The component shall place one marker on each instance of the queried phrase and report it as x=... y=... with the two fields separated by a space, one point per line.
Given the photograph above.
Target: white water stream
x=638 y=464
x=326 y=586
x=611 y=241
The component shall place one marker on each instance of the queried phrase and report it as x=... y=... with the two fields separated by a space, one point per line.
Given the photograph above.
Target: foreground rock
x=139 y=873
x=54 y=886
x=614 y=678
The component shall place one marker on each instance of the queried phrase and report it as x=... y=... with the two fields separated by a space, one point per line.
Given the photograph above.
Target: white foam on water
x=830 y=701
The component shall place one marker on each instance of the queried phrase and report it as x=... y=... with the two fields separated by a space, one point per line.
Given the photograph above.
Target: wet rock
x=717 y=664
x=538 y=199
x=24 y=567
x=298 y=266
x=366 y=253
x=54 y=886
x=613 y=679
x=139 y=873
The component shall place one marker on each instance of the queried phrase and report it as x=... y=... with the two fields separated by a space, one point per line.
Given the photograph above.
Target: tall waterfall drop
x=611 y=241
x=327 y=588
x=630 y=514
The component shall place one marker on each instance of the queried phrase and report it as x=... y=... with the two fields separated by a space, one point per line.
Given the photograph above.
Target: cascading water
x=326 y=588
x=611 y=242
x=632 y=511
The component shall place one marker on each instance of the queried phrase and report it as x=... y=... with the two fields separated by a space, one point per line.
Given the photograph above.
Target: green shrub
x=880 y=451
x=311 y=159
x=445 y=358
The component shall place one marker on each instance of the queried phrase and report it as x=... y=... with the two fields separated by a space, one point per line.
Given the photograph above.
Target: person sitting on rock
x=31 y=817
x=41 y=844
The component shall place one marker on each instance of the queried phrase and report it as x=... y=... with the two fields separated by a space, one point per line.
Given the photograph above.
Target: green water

▶ **Activity**: When you copy the data, keep every line word for word.

▶ **Expected output**:
The component shall place one marker on each instance of the queried phrase and report it as x=... y=... with the two fields separated by a space, one point per line.
Given the photograph above.
Target: white water stream
x=638 y=464
x=326 y=586
x=611 y=241
The component shall place one marker on each instance of the queried phrase and report it as x=... y=... with the two fields separated by a space, one point per line.
Given the photograph above.
Target: foreground rock
x=139 y=873
x=54 y=886
x=614 y=678
The component shall place one marker on each instance of the queried phrase and report it as x=... y=... with the two fields separated by a space, one point per line.
Given the photograph above.
Target: white foam on water
x=830 y=701
The component shall place one marker on each instance of the queried phrase and report it as x=... y=... with the two fields separated by a space, one point per line.
Given the photograph above.
Target: wet rock
x=717 y=664
x=538 y=199
x=24 y=567
x=298 y=266
x=366 y=253
x=54 y=886
x=613 y=679
x=139 y=873
The component shall place one marker on each instance of the queried phrase and report it as x=... y=... with the two fields separated by a space, one point per line.
Given the photograph above.
Target: tall waterfall drop
x=611 y=241
x=327 y=588
x=630 y=514
The component shall place one marker on each instance of the queried phrase and report it as x=... y=... with the two fields separated by a space, one point per line.
Given the photograph above.
Target: cascading water
x=326 y=588
x=611 y=242
x=632 y=511
The component shall place one marker on each instance of the queried phrase and report it as x=... y=... with the two fields separated by a space, one point per line.
Given the photograph above.
Target: green shrub
x=880 y=451
x=311 y=159
x=445 y=358
The component shall place one marker on each instance of the queried phrase and report it as x=... y=... with the two fields separated by a space, one point per line.
Given the photograph above.
Target: person sitting on rock
x=31 y=817
x=41 y=844
The component shall place one marker on each instance of the queried phrase and report it as x=... y=... with the two fields separated by a space, one point per line.
Given the photograph above.
Target: green water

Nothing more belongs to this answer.